● **SOURCE EXTRACT**:
-.-.-
Date of this Version
Thesis (M.S.)—University of Nebraska—Lincoln, 1952. Department of Vocational Education.
: In the course of her teaching, the investigator has found that pupils’ confidence in themselves and ability to get along with other people, are often important factors in determining whether they succeed or fail in varying situations. Thus the investigator became interested in discovering to what extent the feeling of security is related to the way a person is accepted by his schoolmates. She was also interested in attempting to see whether or not, as a homemaking teacher, she could contribute to the improvement in social acceptance and feeling of security of her pupils. In addition, she hoped to analyze and diagnose the reasons for the low social acceptability of some pupils to help them make plans for positive adjustment.
The specific objectives of the study were:
To determine the relationship between the pupils’ social acceptance and their feeling of security;
To determine if pupils enrolled in homemaking classes make a greater positive gain in social acceptance than do non-homemaking pupils;
To determine if pupils enrolled in homemaking classes make a greater gain in feeling of security than do non-homemaking pupils;
To determine the effect of personal counseling and guidance of a homemaking teacher (the investigator) as an aid to the pupils in increasing their feeling of security and improving their social acceptance by classmates.
-.-.-
● **DATA SECTION**:
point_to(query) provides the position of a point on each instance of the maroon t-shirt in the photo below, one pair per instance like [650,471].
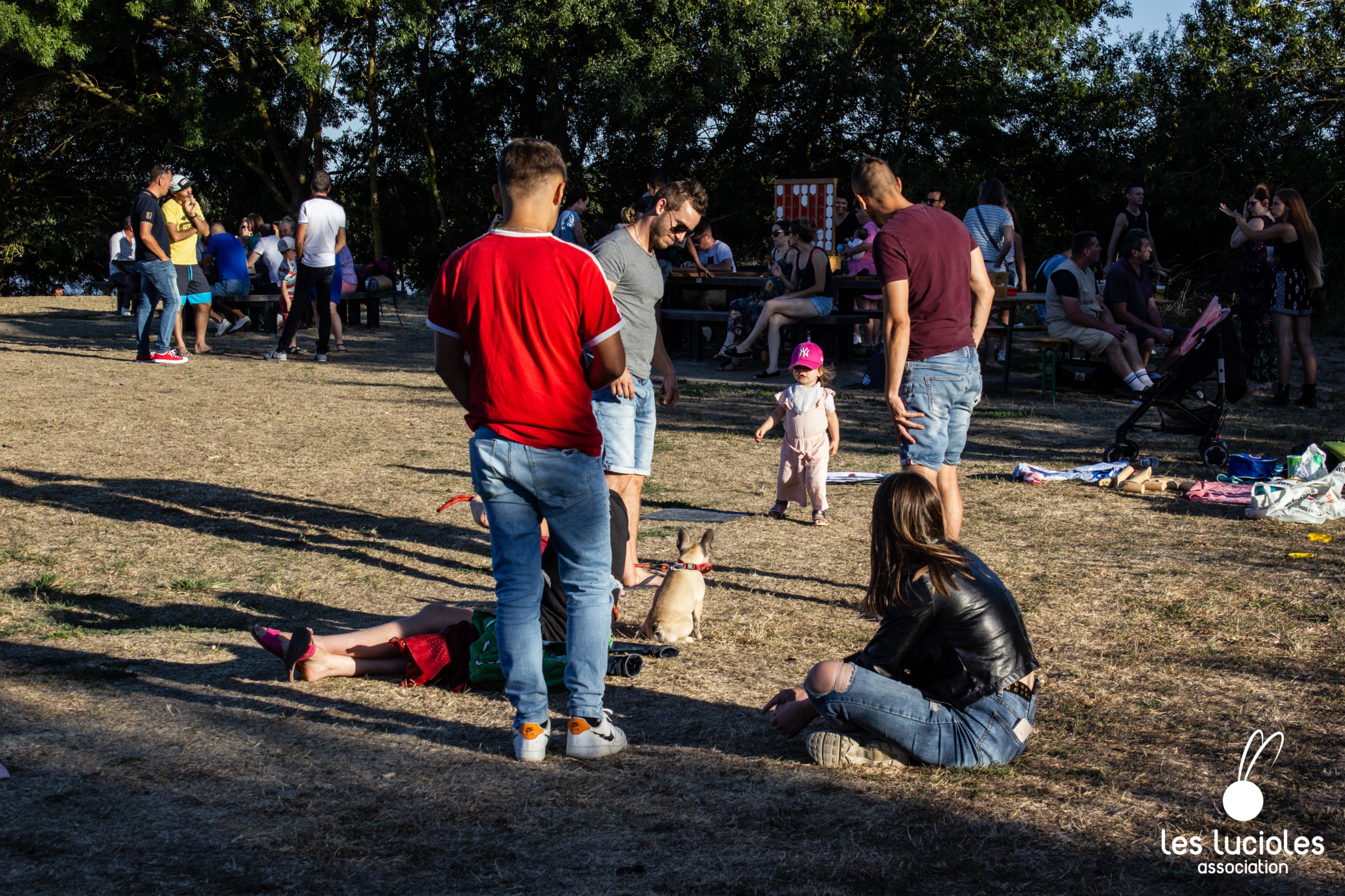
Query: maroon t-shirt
[931,250]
-.-.-
● **EXERCISE GOAL**: Pick up the thesis summary on pupils' social acceptance and feeling of security after its last stated objective, and keep writing it.

● **EXPECTED OUTPUT**:
A battery of three tests were given to 161 high school pupils of Sutton, Nebraska at the first and last of the school term.These tests were (1) first four points of the Ohio Social Acceptance Scale; (2) Fun, Work, and Friends, a test for social acceptance made by Dr. Ruth Staples of the University of Nebraska; and (3) the first section of Maslow’s Security-Insecurity test. With intervening guidance given to a selected group of ten low-scoring homemaking girls, scores were tabulated and correlations run to determine relationships between social acceptance and security.